**PROBLEM**
The lines to transcribe begin with the one containing "Confirm that each instance of the collar" and end with the last line below; reproduce them exactly, without the pictures.

(Point placement records)

========================

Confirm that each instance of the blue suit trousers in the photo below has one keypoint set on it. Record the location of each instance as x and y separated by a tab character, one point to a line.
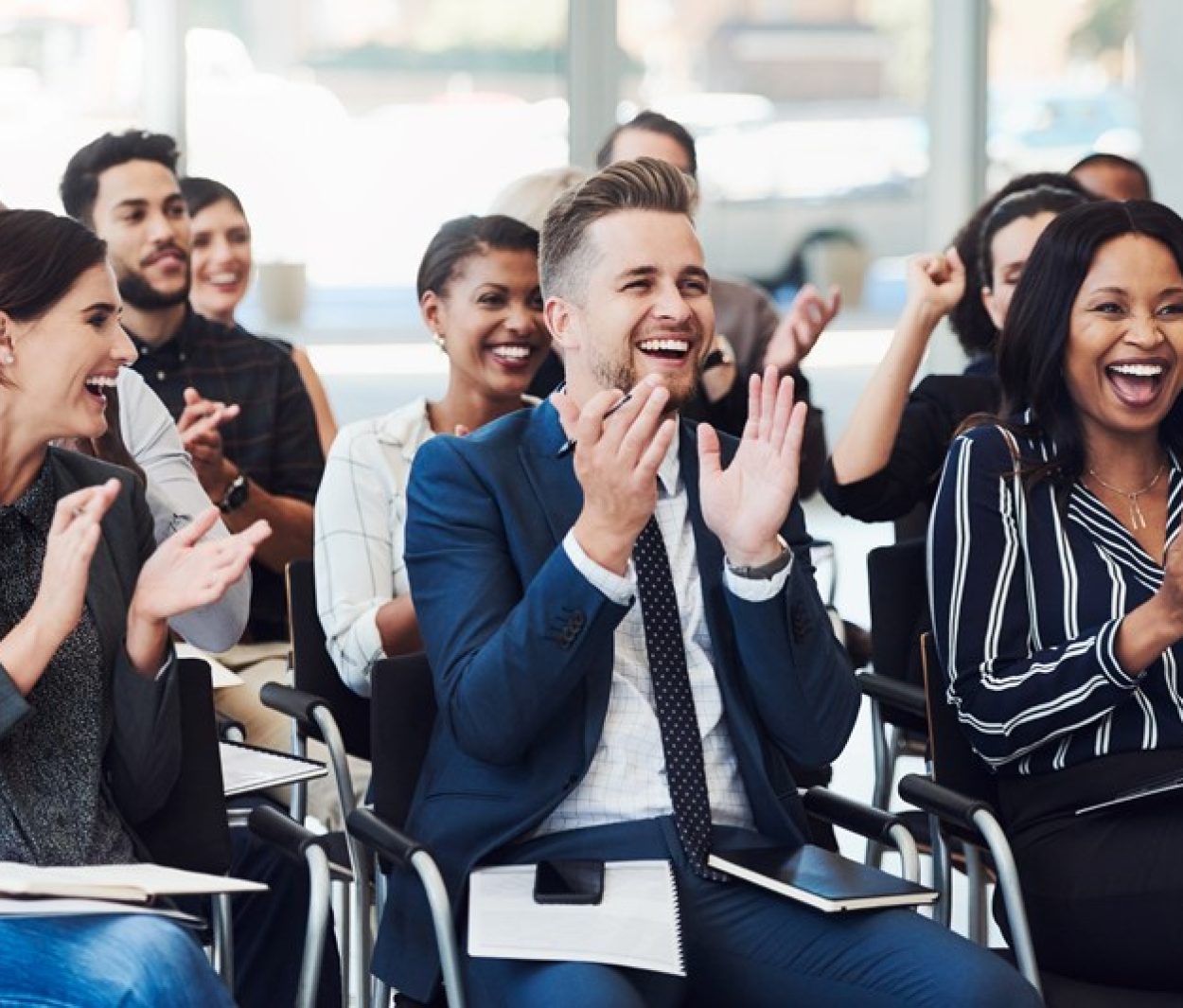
748	946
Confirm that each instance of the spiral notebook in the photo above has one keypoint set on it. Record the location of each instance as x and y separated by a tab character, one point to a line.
249	769
820	878
635	924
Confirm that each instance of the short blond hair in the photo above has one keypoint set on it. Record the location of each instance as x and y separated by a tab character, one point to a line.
644	184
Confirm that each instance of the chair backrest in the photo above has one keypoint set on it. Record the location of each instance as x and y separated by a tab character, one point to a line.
402	700
899	613
313	667
190	829
955	765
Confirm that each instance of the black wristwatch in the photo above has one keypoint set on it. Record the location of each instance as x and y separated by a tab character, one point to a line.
236	495
765	572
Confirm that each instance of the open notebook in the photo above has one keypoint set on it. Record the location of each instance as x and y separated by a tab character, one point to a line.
1156	786
635	924
247	769
820	878
138	883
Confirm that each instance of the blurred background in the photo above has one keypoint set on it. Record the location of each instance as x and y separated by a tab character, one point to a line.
353	128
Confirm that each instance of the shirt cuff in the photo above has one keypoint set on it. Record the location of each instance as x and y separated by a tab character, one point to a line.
614	587
168	663
756	590
13	705
356	647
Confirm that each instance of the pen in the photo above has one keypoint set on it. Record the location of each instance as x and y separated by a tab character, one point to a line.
569	444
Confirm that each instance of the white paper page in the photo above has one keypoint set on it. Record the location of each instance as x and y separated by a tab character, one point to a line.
635	924
221	675
86	908
154	879
245	769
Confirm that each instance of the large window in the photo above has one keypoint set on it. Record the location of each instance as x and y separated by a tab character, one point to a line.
353	129
1061	84
67	72
809	117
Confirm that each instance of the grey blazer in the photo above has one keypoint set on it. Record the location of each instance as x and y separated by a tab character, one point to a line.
142	751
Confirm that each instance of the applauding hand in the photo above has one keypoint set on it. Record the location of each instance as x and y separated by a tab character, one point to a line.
747	503
803	325
199	426
616	460
185	574
69	549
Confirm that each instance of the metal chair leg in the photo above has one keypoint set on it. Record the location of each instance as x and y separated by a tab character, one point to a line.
975	878
884	748
223	938
942	874
317	927
1012	895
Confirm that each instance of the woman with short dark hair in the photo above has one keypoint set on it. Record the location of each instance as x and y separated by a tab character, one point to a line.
889	458
1056	588
481	299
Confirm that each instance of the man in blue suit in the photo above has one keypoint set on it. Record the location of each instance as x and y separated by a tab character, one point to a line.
564	708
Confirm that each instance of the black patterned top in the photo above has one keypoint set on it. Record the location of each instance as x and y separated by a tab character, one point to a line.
53	809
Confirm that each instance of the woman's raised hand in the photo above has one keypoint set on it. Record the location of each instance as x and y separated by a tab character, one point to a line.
69	548
936	283
185	573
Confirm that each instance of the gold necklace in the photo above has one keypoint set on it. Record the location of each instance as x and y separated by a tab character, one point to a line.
1137	520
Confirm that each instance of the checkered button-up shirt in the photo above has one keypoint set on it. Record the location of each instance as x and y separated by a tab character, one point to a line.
273	440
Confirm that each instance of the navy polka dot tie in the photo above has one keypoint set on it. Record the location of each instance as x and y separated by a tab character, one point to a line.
673	699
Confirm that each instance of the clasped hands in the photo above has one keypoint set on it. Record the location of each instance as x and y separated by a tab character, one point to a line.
616	462
199	426
183	574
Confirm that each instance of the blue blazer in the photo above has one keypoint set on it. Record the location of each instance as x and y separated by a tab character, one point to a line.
521	649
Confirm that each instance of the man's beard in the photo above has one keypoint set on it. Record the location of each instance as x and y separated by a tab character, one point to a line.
136	292
620	373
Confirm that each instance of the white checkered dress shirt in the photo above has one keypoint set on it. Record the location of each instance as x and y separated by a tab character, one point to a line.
627	777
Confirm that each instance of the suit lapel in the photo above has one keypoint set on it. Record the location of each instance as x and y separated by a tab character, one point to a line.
552	476
708	548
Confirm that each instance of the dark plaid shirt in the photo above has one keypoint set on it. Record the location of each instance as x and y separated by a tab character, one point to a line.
274	439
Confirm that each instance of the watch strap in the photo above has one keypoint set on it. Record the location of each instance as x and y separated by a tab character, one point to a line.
765	572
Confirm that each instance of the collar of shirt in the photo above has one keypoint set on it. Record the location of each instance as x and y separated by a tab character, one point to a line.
176	346
670	471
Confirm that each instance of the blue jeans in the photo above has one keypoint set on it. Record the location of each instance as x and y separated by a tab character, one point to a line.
132	961
746	946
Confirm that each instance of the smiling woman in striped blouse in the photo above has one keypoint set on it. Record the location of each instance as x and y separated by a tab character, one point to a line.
1056	585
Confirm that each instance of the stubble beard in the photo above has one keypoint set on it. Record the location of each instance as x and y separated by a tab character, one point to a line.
621	374
136	292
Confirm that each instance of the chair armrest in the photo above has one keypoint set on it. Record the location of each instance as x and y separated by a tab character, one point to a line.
297	704
230	729
275	827
946	805
856	817
892	692
382	838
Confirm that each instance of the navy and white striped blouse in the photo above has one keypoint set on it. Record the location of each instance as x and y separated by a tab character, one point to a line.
1026	605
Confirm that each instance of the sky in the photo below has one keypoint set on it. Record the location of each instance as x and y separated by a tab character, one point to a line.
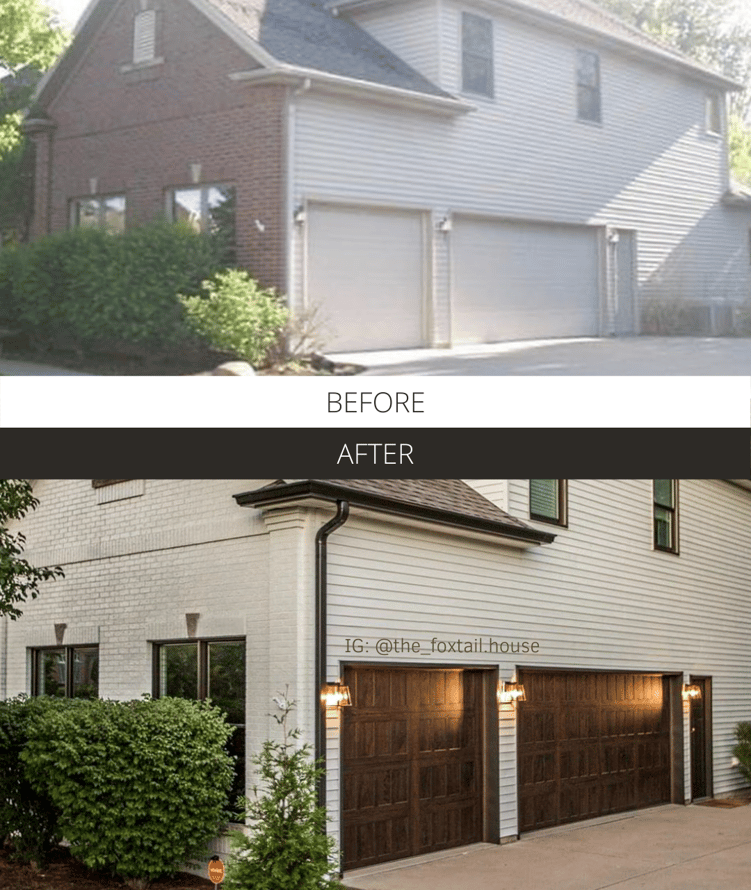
70	10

========================

**WRITTEN ANSWER**
Confirm that each instance of the collar of shirt in the photo above has one keypoint set on it. Record the location of each instance as x and y separated by a tab character, one point to a line.
176	346
670	471
Confirm that each instance of the blue jeans in the photo above has one keypoint set on it. Record the location of each instance as x and y separated by a tab character, one point to a line.
132	961
746	946
Confirm that each instance of the smiling woman in striped blouse in the photo above has one keypoint set on it. Record the location of each instance as x and y separated by a tab character, one point to a line.
1056	585
Confirm that each instance of the stubble beard in the photo above has one keypoint set on it. Record the location of each instance as x and y separated by a tab character, one point to a line.
621	374
136	292
Confirm that each instance of the chair armrest in the photo above has one keypoint set on it. Record the location of each instance as x and y separated by a tab character, one point to a line.
297	704
230	729
275	827
946	805
856	817
892	692
382	838
Confirm that each instance of the navy and white striped blouse in the photo above has one keypoint set on it. Record the location of each instance as x and y separated by a tab character, one point to a line.
1026	605
Confirm that each instance of the sky in the photo below has one keypoint set on it. Record the location of each instance as x and y separated by a tab character, one point to a line.
70	10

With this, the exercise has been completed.